Rewrite the part of the material that opens with the line containing "Where can the driftwood" and continues through the end of the material, requests included, and increase every x and y coordinate in the answers by 139.

— start INPUT DATA —

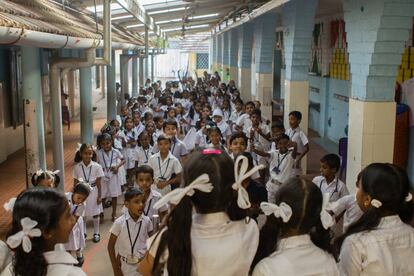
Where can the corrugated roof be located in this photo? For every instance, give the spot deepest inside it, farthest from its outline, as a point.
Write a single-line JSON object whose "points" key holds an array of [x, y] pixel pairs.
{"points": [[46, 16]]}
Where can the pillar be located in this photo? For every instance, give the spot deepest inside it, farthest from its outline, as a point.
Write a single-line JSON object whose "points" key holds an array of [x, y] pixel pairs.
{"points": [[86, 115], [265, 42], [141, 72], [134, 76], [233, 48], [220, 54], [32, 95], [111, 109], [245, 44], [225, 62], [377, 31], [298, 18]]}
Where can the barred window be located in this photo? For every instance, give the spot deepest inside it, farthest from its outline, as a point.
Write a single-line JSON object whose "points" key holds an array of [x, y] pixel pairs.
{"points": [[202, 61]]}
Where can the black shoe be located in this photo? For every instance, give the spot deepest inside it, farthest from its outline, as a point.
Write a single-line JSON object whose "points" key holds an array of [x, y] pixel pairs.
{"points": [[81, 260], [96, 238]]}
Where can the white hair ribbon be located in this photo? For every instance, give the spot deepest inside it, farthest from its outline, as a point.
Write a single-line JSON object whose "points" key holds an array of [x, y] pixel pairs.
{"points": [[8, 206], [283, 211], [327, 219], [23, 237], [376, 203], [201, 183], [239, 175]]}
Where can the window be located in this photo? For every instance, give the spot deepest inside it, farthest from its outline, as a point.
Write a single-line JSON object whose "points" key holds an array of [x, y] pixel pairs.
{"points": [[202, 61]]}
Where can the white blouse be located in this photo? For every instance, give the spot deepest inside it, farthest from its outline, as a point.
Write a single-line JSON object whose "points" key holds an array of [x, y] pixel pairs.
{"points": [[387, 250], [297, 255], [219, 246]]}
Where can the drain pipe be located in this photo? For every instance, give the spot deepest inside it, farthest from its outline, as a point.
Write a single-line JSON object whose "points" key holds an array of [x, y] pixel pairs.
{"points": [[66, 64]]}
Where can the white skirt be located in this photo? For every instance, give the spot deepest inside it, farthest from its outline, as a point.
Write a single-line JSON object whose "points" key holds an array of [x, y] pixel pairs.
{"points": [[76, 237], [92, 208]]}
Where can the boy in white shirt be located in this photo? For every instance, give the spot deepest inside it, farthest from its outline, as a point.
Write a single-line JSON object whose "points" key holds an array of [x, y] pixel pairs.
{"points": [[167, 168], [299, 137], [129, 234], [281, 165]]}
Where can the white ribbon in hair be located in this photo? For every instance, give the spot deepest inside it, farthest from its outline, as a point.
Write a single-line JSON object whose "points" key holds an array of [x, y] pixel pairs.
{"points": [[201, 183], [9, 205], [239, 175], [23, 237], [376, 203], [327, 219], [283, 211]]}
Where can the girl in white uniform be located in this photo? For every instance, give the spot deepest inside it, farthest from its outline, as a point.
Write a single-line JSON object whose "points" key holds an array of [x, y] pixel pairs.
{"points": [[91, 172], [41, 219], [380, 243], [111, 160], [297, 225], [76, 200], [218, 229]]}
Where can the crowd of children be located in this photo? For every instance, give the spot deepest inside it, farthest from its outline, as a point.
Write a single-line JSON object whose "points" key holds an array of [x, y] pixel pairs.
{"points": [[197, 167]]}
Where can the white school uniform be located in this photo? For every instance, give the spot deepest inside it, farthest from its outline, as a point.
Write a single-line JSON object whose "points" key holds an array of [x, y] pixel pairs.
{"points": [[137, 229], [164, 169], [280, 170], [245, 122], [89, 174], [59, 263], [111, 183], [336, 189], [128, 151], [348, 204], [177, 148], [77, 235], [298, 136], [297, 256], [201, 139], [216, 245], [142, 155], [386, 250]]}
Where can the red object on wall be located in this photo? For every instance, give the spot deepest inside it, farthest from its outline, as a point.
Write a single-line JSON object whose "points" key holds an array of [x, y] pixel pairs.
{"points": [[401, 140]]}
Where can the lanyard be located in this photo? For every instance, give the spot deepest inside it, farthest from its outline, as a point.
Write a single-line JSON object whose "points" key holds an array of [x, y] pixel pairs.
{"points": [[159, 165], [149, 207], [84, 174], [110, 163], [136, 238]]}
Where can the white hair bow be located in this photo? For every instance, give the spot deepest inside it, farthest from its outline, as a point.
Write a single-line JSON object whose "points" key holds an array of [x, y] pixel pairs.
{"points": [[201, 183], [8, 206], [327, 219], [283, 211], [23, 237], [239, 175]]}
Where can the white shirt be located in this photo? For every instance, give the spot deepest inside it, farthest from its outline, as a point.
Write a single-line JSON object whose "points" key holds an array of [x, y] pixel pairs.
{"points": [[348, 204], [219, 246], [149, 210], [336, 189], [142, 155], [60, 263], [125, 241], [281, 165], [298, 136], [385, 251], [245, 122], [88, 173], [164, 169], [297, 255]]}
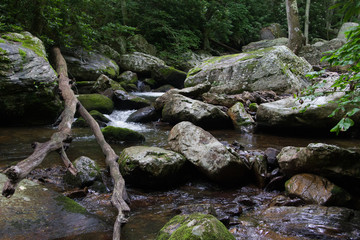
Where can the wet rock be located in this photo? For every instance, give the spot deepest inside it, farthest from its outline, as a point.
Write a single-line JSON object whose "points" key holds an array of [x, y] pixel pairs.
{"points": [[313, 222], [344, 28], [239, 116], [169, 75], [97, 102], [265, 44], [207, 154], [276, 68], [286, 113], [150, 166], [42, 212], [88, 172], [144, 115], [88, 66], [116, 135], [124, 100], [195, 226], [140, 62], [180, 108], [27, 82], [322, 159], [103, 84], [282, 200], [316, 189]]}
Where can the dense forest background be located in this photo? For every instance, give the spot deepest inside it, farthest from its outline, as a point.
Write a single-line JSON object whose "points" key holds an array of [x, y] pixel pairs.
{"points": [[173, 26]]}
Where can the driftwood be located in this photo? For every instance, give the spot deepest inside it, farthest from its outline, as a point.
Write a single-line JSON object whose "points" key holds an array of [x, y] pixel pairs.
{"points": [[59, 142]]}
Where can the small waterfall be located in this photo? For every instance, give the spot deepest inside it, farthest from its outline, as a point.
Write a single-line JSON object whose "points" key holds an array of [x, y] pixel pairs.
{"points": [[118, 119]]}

— end INPUT DATA —

▶ RESULT BELOW:
Where can the driftwood be located in this photo? For every instance, give the spot deepest inside it, farthest from its outline, as a point.
Write a single-line JSON object whose "points" key holds an array of [x, y] pixel pairs.
{"points": [[198, 281]]}
Where can the small waterfall be located in this photo? For every instance, give the spot deepest inside it, farthest from its outline, as a point.
Write a single-line JSON object whose "points" key holds an array of [x, y] pixel pairs.
{"points": [[257, 258]]}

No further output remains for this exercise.